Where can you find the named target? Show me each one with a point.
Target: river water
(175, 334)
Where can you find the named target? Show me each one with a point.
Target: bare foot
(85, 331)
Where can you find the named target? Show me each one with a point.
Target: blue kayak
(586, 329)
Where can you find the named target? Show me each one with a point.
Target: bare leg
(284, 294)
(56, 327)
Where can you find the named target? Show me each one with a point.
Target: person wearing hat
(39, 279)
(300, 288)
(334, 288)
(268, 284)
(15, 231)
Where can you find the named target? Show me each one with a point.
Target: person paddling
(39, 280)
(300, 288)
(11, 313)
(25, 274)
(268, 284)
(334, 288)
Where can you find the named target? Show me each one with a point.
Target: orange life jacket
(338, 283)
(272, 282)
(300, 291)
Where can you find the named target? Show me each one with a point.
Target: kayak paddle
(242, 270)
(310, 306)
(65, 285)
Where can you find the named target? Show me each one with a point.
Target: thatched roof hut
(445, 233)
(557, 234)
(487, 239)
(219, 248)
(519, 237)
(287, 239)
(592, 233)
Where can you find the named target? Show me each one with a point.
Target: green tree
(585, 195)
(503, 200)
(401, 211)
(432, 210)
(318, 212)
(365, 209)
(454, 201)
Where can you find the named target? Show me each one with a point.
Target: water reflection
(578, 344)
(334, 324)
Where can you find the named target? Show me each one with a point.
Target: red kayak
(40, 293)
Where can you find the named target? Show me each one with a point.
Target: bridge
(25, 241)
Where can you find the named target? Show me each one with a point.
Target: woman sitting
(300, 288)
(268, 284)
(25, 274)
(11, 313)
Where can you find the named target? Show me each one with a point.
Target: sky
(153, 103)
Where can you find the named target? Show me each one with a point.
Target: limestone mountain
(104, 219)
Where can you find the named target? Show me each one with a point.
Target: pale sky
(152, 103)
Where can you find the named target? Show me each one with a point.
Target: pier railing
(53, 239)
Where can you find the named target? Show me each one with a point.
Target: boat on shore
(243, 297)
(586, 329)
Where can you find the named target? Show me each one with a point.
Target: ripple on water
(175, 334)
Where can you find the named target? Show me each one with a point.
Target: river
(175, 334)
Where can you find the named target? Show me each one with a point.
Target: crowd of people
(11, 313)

□ □ □ □

- Aim of the exercise
The line containing "Target: boat on shore" opens the range, and the last line of the entries closes it; copy that range exactly.

- Response
Target: boat on shore
(243, 297)
(586, 329)
Where can you find the named target? Show me each one with a point.
Target: ripple on water
(175, 334)
Where can you find the named target? Show me each one with a point.
Target: river
(175, 334)
Where can you find the named target? Show me each one with a point.
Target: crowd of people
(11, 313)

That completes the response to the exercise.